Provided data
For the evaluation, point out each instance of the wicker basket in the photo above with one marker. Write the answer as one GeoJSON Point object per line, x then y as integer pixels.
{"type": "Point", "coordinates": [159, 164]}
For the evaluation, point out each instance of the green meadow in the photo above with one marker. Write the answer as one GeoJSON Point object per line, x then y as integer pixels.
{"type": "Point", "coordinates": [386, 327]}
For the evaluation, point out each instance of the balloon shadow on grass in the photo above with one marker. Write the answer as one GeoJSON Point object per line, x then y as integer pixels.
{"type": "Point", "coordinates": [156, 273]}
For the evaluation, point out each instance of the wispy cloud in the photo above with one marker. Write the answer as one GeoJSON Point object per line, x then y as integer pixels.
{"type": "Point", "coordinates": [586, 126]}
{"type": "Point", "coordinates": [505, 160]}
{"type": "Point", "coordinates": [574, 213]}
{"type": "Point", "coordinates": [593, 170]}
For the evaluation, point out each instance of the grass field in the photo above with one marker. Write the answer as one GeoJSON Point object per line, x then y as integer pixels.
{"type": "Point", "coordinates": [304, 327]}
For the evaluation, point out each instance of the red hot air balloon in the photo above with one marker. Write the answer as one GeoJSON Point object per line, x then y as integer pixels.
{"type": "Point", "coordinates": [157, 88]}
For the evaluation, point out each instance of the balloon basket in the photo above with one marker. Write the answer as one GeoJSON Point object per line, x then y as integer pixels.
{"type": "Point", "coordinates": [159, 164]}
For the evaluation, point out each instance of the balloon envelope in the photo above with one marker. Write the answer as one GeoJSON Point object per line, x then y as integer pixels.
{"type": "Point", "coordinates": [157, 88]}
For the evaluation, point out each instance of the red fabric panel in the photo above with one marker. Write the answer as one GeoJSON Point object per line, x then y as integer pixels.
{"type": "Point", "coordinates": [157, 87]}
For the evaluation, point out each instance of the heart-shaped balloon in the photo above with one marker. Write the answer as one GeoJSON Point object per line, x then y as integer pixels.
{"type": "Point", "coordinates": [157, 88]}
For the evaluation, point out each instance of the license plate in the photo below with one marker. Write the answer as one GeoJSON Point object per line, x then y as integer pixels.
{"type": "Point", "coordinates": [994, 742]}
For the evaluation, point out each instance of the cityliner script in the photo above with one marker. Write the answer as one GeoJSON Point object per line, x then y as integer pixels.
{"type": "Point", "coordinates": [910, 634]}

Required task
Write out exactly the final stretch of the records: the line containing "For the evaluation, point out each instance of the red fabric" and every line after it, through the last, and nothing else.

Problem solution
For the evaluation, point out each instance of the red fabric panel in the photo above with one marker. Write the answer as one GeoJSON Point object per line, x then y as integer pixels.
{"type": "Point", "coordinates": [157, 87]}
For the evaluation, point out each instance of the heart-shaped balloon in the photo above with one marker. Write the answer as one GeoJSON Point object per line, x then y as integer pixels.
{"type": "Point", "coordinates": [157, 88]}
For the evaluation, point out each instance of the license plate in the photo below with one marker. Write the answer as one GeoJSON Point object per line, x then y as integer pixels.
{"type": "Point", "coordinates": [994, 742]}
For the evaluation, point out each instance of the cityliner script in the photo above with one marker. Write the answer as one GeoJSON Point object per line, x then y as integer pixels.
{"type": "Point", "coordinates": [910, 634]}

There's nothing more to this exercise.